◆ **EXERCISE**:
Extract the full set of records, then give each one again exactly.

◆ **RECORDS TO USE**:

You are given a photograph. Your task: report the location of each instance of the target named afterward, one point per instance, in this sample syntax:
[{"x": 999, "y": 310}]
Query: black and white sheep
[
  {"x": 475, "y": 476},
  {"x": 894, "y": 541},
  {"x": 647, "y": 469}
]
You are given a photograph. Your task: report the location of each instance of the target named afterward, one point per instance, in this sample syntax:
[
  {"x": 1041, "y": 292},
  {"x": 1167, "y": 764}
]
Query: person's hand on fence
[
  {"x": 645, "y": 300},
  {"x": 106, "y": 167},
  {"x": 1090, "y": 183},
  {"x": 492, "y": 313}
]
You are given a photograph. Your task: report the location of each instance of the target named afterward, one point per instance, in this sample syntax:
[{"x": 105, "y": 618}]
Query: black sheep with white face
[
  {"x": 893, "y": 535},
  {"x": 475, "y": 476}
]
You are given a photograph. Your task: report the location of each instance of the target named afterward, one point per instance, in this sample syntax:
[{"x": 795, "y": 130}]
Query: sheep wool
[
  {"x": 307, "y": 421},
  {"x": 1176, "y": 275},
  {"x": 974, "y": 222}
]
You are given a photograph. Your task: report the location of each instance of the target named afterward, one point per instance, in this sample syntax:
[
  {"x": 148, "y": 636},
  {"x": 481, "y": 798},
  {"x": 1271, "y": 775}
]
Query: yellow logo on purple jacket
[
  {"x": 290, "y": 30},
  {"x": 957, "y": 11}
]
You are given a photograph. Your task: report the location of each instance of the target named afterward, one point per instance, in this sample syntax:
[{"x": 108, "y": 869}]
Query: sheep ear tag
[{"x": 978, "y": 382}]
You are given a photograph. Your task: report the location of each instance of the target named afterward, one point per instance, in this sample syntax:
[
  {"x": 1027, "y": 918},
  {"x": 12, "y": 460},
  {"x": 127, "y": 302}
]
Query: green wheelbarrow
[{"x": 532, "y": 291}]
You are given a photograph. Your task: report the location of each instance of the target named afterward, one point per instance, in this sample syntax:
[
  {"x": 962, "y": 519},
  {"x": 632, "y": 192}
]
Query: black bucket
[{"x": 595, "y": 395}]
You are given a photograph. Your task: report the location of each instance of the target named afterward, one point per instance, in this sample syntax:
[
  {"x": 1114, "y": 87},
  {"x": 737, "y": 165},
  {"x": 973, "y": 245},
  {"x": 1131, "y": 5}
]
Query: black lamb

◆ **WRITTEN REPLY**:
You are given a photograph. Your task: report the location of each instance of the target named afterward, one point per instance, in this sample syntax:
[{"x": 999, "y": 310}]
Query: black and white sheep
[
  {"x": 475, "y": 476},
  {"x": 894, "y": 541},
  {"x": 647, "y": 469}
]
You are given a photograph. Your task: report the location of each instance of the target named afterward, one point per instance, in this sample syntax:
[
  {"x": 1041, "y": 292},
  {"x": 1167, "y": 764}
]
Query: person's hand on fence
[
  {"x": 645, "y": 300},
  {"x": 106, "y": 167},
  {"x": 1090, "y": 183},
  {"x": 492, "y": 313}
]
You are given a photograph. Your task: report the location of each instance of the target named afterward, one point per instance, in this sample syntax:
[{"x": 105, "y": 618}]
Query: black sheep with white face
[
  {"x": 893, "y": 535},
  {"x": 475, "y": 476}
]
You are given a photograph. Your task: report the location of each instance of the target named afterward, one point per instance, in this sample syntax:
[{"x": 795, "y": 130}]
Query: sheep wool
[
  {"x": 307, "y": 421},
  {"x": 1176, "y": 275},
  {"x": 974, "y": 222}
]
You are given a photograph. Your task: report the location of each instance of the target named afterward, one point per instance, in this sample syntax:
[
  {"x": 148, "y": 636},
  {"x": 481, "y": 798},
  {"x": 1271, "y": 775}
]
Query: yellow logo on purple jacket
[
  {"x": 290, "y": 30},
  {"x": 957, "y": 11}
]
You are given a photograph. Your task: report the location of each instance of the target named afterward, one point per instance, in this sample syntax:
[{"x": 108, "y": 869}]
Query: sheep ear tag
[{"x": 978, "y": 382}]
You are given a photograph. Your task: report the location of each instance of the target named afterward, one point per instance, in this sample syntax:
[
  {"x": 1027, "y": 918},
  {"x": 12, "y": 460},
  {"x": 127, "y": 302}
]
Query: green wheelbarrow
[{"x": 532, "y": 291}]
You are given a photograph. Your task: report the location of each instance of the target named afterward, one point per instance, in this sample syntax:
[
  {"x": 962, "y": 519},
  {"x": 632, "y": 192}
]
Query: black bucket
[{"x": 595, "y": 395}]
You are given a photograph. Your task: report the location of each instance of the target named afterward, one point per instance, in this sample syntax:
[
  {"x": 1114, "y": 87},
  {"x": 737, "y": 165},
  {"x": 973, "y": 245},
  {"x": 1131, "y": 5}
]
Query: black lamb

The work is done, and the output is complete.